------ STORED RECORDS

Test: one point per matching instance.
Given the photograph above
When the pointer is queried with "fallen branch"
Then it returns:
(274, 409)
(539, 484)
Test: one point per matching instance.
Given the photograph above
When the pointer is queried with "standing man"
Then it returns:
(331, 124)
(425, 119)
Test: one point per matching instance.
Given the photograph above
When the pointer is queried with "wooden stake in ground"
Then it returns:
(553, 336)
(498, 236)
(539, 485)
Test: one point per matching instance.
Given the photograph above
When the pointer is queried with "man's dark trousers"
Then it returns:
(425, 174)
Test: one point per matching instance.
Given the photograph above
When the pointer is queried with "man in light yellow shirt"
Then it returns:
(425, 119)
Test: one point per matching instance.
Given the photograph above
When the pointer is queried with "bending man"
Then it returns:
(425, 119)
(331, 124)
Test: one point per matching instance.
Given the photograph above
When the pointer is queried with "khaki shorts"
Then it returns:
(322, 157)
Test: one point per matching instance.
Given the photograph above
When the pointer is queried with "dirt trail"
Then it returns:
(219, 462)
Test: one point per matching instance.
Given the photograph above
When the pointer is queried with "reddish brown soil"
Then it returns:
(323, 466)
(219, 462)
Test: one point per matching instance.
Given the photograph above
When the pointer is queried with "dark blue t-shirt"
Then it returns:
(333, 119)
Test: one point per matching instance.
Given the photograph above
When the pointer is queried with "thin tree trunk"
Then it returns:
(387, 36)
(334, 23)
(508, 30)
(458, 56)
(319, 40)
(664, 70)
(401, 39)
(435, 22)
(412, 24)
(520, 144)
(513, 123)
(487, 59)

------------
------ STORED RECORDS

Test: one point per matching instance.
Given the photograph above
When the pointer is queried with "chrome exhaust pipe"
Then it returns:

------------
------ STORED RECORDS

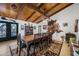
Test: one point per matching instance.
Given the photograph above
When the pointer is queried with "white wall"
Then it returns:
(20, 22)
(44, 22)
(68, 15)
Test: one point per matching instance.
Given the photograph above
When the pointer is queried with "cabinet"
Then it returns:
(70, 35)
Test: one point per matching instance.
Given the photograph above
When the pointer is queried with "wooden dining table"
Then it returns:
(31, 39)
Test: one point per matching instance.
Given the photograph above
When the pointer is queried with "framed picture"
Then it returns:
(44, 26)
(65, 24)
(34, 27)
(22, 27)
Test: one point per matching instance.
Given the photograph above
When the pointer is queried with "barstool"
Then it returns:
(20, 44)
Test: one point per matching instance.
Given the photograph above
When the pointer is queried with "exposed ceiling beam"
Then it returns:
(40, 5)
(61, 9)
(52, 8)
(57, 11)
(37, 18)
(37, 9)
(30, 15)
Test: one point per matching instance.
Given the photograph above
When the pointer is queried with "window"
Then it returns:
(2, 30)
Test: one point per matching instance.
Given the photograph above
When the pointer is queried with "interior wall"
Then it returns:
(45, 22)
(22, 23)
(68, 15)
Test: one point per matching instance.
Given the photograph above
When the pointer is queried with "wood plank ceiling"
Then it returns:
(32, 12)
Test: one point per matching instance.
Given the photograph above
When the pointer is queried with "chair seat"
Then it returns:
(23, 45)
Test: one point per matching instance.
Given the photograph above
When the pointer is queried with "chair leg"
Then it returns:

------------

**STATED TASK:** Report every line in the records above that contains the string "wall", copying each line in full. Case counts.

**EXPECTED ANSWER:**
When the pointer is queried with "white wall"
When the pointer is queried with "interior wall"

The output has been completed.